-- Begin INPUT ROWS --
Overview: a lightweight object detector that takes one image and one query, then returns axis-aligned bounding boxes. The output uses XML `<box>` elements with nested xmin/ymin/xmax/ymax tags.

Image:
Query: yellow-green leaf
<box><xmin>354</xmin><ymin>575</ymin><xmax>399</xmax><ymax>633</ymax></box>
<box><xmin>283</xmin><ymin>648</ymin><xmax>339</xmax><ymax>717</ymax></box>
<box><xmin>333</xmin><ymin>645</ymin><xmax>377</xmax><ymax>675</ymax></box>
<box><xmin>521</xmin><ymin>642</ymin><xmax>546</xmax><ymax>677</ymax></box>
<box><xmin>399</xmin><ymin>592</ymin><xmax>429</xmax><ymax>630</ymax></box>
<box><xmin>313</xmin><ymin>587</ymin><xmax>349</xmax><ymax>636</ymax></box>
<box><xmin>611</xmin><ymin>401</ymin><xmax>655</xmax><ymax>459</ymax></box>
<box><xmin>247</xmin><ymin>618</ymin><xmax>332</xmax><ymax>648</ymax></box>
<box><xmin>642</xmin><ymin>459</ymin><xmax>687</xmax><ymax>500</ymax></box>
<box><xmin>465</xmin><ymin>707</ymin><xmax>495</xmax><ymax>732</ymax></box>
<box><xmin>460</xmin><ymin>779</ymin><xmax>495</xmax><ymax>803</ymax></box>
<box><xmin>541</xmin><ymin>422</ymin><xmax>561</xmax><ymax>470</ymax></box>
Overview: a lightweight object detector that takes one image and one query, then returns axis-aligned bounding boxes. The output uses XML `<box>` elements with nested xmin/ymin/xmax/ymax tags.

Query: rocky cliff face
-- End INPUT ROWS --
-- Begin INPUT ROWS --
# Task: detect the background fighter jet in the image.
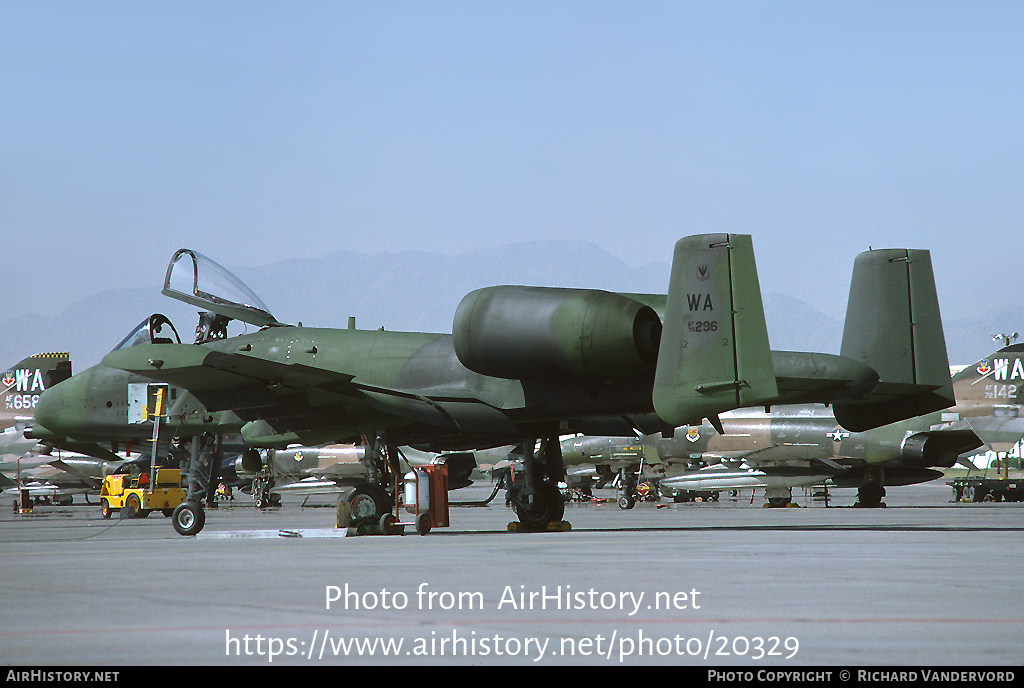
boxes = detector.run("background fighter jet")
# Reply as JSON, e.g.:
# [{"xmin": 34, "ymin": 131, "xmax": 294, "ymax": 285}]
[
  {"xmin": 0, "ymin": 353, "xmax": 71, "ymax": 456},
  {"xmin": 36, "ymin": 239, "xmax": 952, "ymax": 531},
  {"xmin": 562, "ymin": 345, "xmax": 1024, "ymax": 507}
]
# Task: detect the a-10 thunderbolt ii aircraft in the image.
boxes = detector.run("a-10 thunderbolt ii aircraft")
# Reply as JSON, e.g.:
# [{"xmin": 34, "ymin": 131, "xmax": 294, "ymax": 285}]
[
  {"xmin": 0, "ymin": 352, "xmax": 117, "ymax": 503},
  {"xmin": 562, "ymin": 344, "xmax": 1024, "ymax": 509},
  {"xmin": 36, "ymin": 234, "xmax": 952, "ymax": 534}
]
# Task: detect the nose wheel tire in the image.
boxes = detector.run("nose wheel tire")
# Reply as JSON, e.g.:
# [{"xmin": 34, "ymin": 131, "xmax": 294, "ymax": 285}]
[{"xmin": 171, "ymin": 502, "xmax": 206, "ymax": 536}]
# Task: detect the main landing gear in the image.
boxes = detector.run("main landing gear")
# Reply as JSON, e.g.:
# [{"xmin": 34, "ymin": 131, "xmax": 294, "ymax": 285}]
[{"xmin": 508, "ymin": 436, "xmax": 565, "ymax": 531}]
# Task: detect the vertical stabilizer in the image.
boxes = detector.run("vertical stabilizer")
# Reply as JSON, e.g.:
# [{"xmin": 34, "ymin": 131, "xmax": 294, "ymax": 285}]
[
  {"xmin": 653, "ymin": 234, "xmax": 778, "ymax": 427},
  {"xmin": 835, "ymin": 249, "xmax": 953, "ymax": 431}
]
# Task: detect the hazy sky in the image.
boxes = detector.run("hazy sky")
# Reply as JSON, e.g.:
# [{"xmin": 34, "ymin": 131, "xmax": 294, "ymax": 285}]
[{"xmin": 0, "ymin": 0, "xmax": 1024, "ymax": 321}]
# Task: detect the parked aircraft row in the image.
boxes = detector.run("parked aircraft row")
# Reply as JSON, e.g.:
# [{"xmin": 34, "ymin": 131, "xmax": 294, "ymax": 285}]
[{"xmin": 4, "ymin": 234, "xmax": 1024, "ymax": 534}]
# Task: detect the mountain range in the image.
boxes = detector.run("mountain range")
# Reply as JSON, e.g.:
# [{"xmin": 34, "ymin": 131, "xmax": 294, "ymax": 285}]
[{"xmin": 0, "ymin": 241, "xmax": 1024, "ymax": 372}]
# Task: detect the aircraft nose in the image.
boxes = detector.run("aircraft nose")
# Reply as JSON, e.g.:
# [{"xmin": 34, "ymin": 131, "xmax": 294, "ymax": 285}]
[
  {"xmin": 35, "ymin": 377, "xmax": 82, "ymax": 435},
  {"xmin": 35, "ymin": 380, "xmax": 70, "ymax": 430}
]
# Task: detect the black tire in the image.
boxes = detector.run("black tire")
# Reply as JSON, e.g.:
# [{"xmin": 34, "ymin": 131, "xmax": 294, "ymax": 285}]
-- End INPUT ROWS --
● **INSTRUCTION**
Find every line in the records that contains the word "parked" and copy each such line in full.

● **EXERCISE OUTPUT**
# Task: detect the parked aircraft row in the image.
boxes = detector.run("parked aircraft row")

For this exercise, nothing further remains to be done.